Retype the lines of the entries from the one containing "fist in this photo, one point per instance." through the final line of the entries, copying each character unchanged.

(Coordinate annotation entries)
## start

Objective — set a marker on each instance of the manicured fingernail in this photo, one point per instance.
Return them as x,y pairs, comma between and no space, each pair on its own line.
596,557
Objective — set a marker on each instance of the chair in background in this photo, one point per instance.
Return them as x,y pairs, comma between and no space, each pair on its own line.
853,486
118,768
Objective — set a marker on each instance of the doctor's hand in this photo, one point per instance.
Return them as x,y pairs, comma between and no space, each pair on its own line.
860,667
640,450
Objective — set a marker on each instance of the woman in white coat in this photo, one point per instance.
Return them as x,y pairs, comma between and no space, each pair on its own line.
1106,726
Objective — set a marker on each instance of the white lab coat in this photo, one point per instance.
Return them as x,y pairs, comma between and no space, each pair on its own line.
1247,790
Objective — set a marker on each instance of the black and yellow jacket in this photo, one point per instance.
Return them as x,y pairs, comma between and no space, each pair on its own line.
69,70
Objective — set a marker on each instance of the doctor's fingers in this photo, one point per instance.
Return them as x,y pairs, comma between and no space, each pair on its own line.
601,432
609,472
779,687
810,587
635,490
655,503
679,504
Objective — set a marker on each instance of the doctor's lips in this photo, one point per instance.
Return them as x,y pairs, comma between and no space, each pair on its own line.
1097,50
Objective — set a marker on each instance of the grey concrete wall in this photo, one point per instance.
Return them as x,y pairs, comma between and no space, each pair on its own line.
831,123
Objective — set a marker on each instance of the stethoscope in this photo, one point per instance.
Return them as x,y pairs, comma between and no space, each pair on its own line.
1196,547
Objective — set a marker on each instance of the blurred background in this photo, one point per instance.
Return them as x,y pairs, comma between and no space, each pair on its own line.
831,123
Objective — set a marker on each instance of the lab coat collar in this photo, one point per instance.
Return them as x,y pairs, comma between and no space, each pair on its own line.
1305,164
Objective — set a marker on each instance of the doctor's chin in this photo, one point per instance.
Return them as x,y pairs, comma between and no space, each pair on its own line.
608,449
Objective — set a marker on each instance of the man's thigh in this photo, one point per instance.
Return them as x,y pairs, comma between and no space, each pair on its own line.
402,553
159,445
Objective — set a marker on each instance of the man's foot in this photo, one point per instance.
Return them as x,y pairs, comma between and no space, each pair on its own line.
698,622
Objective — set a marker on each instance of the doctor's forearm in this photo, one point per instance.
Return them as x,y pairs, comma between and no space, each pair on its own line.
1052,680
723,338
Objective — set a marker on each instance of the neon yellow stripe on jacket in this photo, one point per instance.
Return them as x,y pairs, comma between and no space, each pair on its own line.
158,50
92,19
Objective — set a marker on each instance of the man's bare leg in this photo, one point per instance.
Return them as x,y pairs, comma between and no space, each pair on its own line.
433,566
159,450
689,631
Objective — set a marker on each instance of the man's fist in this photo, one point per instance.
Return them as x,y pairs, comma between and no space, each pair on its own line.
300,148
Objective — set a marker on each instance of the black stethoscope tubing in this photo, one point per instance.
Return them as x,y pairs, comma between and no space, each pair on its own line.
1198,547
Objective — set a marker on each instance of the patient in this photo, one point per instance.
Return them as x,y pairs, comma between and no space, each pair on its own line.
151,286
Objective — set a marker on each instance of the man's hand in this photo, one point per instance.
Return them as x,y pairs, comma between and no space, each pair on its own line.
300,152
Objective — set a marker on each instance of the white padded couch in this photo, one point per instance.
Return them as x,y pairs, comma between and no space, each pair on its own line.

## end

_CORRECT OUTPUT:_
Objective — set a marker on each instance of the man's fist in this photo, one point per instance.
Return them as x,y pairs, comma between and no space, each pair on its own line.
300,148
Objective — set a marker on each instance of the black stethoscope tubing in this photo, one point per instance.
Return them as x,y pairs, comma between and no space, each pair on its own line.
1198,547
Objective — set a marker on each instance of the patient in this photo, one point per instance.
Return them as x,y pairs, comma between and no space, each pair on its own line.
151,286
Objective — set a marker on each instance of the man's hand in this photo, one point per instance.
Return them as x,y pairs, comma between and no space, each pair on its own line.
300,152
Objective — set a marker on each instance of the white padded couch in this photo, one point per instance.
Return them as x,y pairs, comma between and no space, each pair on its own line.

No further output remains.